Copy out the line containing "find the face mask in the photo above" and each line after it, through the last one in the material, exactly as written.

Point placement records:
----------

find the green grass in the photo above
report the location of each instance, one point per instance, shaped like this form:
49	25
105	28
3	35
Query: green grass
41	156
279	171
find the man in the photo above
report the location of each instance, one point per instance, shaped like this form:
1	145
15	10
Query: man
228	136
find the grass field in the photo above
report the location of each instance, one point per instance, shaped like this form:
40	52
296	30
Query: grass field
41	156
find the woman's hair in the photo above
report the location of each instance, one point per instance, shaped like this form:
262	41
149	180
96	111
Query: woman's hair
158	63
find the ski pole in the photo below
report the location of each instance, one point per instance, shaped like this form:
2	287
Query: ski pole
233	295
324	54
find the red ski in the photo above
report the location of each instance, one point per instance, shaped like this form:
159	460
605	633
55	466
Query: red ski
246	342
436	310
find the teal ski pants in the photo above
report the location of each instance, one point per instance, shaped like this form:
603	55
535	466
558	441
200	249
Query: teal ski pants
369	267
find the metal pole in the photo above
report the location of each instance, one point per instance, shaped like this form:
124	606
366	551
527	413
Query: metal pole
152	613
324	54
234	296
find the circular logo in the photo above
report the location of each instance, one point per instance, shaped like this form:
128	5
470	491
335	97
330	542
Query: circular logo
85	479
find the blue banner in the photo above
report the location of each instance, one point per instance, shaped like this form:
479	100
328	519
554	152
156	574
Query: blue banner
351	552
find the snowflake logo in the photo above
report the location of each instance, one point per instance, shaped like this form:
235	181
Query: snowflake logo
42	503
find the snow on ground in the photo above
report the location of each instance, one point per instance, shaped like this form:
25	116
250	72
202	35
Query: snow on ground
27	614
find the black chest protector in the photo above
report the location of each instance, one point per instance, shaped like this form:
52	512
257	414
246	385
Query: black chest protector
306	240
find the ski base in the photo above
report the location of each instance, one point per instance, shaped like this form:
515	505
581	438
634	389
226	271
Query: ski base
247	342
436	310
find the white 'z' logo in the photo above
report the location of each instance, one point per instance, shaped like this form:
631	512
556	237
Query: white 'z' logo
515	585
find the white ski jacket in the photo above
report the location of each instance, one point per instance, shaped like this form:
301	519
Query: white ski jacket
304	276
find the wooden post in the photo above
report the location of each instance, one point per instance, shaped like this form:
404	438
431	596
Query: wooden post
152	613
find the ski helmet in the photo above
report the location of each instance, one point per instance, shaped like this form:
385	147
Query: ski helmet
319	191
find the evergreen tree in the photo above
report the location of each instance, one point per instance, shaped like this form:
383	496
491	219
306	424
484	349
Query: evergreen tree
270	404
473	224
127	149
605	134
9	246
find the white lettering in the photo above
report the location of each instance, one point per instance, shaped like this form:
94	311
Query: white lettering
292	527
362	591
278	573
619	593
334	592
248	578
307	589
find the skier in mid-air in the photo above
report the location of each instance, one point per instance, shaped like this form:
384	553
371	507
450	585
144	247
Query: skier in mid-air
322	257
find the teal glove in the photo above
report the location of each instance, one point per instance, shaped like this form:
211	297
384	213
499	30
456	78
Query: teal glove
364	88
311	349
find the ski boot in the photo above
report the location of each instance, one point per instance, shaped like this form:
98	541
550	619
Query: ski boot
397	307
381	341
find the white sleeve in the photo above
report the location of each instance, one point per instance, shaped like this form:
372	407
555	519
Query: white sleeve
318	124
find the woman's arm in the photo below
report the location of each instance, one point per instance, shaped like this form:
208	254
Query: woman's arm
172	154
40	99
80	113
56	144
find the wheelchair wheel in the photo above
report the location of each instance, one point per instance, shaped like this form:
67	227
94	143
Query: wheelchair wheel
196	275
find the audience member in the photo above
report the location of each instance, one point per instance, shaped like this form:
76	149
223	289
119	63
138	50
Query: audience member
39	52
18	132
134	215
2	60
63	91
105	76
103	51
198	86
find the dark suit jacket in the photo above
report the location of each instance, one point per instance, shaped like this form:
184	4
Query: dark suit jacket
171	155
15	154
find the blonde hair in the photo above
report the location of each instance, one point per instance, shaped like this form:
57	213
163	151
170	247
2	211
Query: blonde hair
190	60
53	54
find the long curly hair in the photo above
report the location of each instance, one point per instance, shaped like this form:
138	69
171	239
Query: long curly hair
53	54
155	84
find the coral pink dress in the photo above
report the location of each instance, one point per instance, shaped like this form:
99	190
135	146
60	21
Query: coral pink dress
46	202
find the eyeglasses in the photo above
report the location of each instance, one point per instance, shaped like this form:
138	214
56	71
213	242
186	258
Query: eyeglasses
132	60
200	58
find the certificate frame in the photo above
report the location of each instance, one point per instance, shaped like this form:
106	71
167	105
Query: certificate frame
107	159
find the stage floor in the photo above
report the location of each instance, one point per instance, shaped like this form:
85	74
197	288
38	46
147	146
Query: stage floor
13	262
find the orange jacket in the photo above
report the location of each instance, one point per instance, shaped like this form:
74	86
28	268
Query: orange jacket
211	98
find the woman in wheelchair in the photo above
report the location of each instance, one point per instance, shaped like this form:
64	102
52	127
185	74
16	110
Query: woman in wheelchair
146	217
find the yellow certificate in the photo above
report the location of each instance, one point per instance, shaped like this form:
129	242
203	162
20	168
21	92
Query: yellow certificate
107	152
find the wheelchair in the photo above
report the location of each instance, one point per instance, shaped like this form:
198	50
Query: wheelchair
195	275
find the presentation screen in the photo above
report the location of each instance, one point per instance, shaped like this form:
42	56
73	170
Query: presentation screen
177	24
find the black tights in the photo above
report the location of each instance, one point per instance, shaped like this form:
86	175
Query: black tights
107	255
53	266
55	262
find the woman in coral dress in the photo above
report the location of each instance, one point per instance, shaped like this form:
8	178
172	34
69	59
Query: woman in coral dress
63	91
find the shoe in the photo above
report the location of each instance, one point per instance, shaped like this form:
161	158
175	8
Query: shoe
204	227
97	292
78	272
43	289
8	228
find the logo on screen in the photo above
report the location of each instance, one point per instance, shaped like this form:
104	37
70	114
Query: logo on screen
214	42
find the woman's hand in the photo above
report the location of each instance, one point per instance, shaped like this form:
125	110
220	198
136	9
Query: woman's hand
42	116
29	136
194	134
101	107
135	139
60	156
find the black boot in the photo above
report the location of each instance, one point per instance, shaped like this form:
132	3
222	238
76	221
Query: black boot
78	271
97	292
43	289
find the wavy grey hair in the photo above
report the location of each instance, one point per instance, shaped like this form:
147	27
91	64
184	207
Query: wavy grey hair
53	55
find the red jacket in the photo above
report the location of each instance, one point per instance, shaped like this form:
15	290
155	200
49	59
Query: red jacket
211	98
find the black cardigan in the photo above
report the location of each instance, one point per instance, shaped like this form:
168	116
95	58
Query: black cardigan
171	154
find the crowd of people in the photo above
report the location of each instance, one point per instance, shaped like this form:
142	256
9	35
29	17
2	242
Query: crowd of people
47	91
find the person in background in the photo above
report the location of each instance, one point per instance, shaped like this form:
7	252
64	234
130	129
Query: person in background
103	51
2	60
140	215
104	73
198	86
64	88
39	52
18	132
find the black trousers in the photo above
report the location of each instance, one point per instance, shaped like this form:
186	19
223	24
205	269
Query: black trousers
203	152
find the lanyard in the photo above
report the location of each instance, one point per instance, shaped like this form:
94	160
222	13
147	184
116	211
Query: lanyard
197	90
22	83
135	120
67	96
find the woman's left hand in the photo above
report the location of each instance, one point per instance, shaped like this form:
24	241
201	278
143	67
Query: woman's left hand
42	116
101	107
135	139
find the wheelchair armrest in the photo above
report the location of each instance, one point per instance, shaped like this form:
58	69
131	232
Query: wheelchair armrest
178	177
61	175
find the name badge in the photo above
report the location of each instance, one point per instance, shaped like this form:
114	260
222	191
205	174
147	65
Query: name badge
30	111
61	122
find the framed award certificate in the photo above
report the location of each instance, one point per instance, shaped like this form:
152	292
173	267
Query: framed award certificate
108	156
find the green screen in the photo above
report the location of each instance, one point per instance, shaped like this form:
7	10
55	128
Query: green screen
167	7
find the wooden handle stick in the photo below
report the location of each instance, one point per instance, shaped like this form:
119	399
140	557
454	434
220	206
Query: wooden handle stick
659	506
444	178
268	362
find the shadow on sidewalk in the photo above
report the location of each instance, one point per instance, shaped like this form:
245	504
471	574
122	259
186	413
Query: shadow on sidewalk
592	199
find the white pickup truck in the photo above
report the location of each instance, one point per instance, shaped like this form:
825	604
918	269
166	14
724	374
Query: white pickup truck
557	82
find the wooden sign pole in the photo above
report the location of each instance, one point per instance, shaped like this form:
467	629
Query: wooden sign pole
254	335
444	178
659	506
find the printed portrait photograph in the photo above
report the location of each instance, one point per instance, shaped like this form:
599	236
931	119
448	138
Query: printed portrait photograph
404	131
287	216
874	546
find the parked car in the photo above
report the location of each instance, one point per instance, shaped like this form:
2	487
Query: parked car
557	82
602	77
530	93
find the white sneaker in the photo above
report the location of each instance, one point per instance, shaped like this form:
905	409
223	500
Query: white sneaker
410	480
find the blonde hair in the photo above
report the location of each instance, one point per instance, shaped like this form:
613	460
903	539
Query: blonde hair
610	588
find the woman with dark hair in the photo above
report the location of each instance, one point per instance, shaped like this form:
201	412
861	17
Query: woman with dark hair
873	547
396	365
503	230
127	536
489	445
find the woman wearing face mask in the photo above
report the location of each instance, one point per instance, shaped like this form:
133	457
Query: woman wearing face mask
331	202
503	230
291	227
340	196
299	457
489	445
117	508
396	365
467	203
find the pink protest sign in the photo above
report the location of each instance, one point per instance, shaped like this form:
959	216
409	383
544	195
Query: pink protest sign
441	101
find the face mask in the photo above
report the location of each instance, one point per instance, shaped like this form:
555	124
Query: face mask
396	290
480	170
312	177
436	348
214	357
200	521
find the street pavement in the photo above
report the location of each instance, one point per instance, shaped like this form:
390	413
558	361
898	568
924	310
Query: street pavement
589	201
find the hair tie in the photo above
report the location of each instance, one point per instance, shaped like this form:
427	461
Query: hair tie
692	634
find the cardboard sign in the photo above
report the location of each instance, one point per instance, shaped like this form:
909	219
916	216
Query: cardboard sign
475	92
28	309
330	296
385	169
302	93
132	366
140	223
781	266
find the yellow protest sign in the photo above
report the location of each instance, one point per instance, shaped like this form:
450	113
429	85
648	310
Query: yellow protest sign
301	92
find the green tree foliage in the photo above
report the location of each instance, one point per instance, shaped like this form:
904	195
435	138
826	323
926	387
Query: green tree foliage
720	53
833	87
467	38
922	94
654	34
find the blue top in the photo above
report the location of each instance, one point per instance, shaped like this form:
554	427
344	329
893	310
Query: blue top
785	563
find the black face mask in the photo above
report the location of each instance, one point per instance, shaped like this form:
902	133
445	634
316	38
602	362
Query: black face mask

----------

§ TASK RESULT
find the face mask in the photo above
report the location of each instance, one point per instance, shaped like this form:
555	124
Query: face mask
396	290
480	170
312	177
436	348
214	357
200	521
find the street pavement in the photo above
report the location of each instance, one point per instance, shaped like this form:
390	413
558	361
898	568
924	310
Query: street pavement
589	201
find the hair tie in the photo above
report the location of each instance, one point per instance, shaped like this form:
427	461
Query: hair tie
692	634
find the cardboard sign in the photo above
report the location of each instance, one point per instance, shaped like this form:
909	219
916	216
Query: cardboard sign
475	92
28	309
330	296
385	169
302	93
132	366
140	223
781	266
find the yellow protest sign in the photo above
report the location of each instance, one point per instance, shaped like this form:
450	113
429	85
648	310
Query: yellow protest sign
301	92
find the green tree foliage in the photo above
report the location of each instance, one point per instance, shaped like this form:
904	195
435	138
826	323
926	387
Query: green tree foliage
720	53
833	87
467	38
922	94
654	34
find the blue top in the photo above
report the location of each instance, one point per instance, shaped like this form:
554	427
344	329
893	310
Query: blue top
785	563
find the black face mask in the photo above
report the location of each instance, one point per instance, shaped like this form:
902	133
445	634
316	38
602	362
Query: black face mask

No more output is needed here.